#### DESCRIPTION OF THE TASK
Using the text on lingering emotions, decide whether each statement agrees with it: (a) the puppy's barks changed to licks once someone picked him up; (b) the hospital emotions faded once the writer sat in the car; (c) the writer is sure that dogs can smile. For each one, answer yes or no and quote the deciding words.

#### TEXT SEGMENT

· · · · ·

Emotions Echo   

By: Pastor Lars Janssen

 

The puppy barked and bounced as we tried to walk into the house. He danced excitedly around our feet so that we had to be careful to avoid stepping on him. As we shuffled in, one of us scooped him up and his barks turned into licks. I don’t know if dogs can smile, but if they could, this one would have worn a ridiculous grin. As we settled in for a visit with the humans in the room, I noticed that the puppy’s excitement echoed through our emotions and conversation. The reason for the excitement had settled but the associated emotions continued to reverberate through us. 

Walking into another room —this one in a hospital — I remember laboured breathing, harsh hospital cleaner, grief-expectant eyes, a cold dry outstretched hand, and the uselessness of my mouth to say anything that could make such brokenness whole. The sensations passed over me in a moment, but the associated emotions settled in as we spoke and prayed through tears. After, as I sat in my car distanced from the tangible weight of that room, I noticed the emotions from the hospital room continued to echo through me. They stayed with me and coloured the rest of my day. 

Why do emotions do this? Why do they echo after their cause is long gone? 

It seems to me that I often think of my life as a series of disconnected moments. When one moment is past and I am on to the next, I experience surprise and disorientation because of the lasting effects of prior moments. I smile because of the bouncing dog while hearing about a sick relative. I blink back tears because of the hospital room in the middle of the best dad jokes I’ve ever heard. I misunderstand the seasonal nature of time — the duration of one moment bleeding into the next.

· · · · ·

#### INPUT DATA
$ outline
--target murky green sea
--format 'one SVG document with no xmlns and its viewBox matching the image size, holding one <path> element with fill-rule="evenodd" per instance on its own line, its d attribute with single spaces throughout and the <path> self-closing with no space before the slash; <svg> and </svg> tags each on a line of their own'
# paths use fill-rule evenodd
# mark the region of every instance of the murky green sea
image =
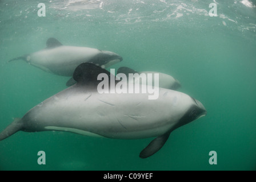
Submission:
<svg viewBox="0 0 256 182">
<path fill-rule="evenodd" d="M 66 88 L 68 77 L 22 60 L 7 63 L 44 48 L 51 37 L 121 55 L 111 68 L 172 75 L 182 84 L 179 91 L 207 111 L 145 159 L 139 152 L 153 138 L 19 131 L 0 142 L 0 169 L 256 169 L 256 3 L 251 1 L 0 1 L 0 131 Z M 45 16 L 38 16 L 39 3 Z M 209 15 L 211 3 L 217 16 Z M 38 164 L 39 151 L 45 165 Z M 211 151 L 217 164 L 209 164 Z"/>
</svg>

· · · · ·

#### EXERCISE OUTPUT
(a) Yes: "one of us scooped him up and his barks turned into licks"
(b) No: "I noticed the emotions from the hospital room continued to echo through me"
(c) No: "I don’t know if dogs can smile"